PROMPT: Rewrite the records starting at the line containing "get_box(grass verge)" and ending with the last line of the records, replacing "distant house" with "far-off house" and leaving everything else unchanged.

........

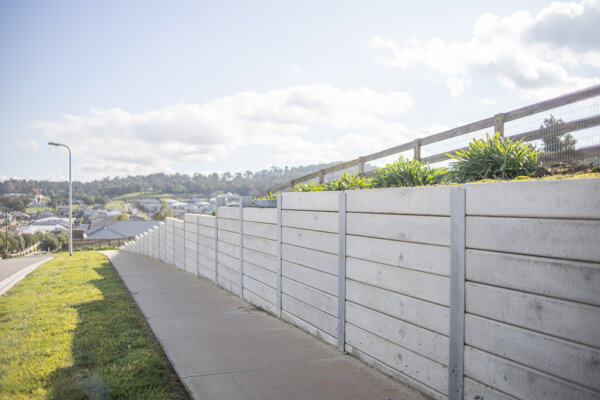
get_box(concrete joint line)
[277,194,283,318]
[181,356,348,379]
[196,215,200,278]
[239,196,246,299]
[448,188,466,400]
[337,192,346,351]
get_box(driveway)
[0,255,54,295]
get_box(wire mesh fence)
[272,85,600,192]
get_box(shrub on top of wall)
[448,132,540,183]
[325,172,371,191]
[290,173,371,192]
[373,156,446,188]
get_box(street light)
[48,142,73,256]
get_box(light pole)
[48,142,73,256]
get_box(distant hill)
[0,163,335,200]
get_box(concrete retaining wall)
[123,179,600,400]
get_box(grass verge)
[0,251,188,400]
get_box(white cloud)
[479,97,498,106]
[17,139,40,150]
[33,85,413,179]
[369,0,600,99]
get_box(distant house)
[137,198,162,214]
[56,206,71,217]
[19,217,69,233]
[10,211,29,221]
[86,221,160,239]
[37,210,54,220]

........

RESULT OF THIS EXERCISE:
get_box(grass verge)
[0,251,188,400]
get_box(white cloud)
[479,97,498,106]
[17,139,40,150]
[33,85,413,179]
[369,0,600,99]
get_box(far-off house)
[137,198,162,214]
[56,206,71,217]
[19,217,69,233]
[10,211,29,221]
[86,221,160,239]
[37,210,54,220]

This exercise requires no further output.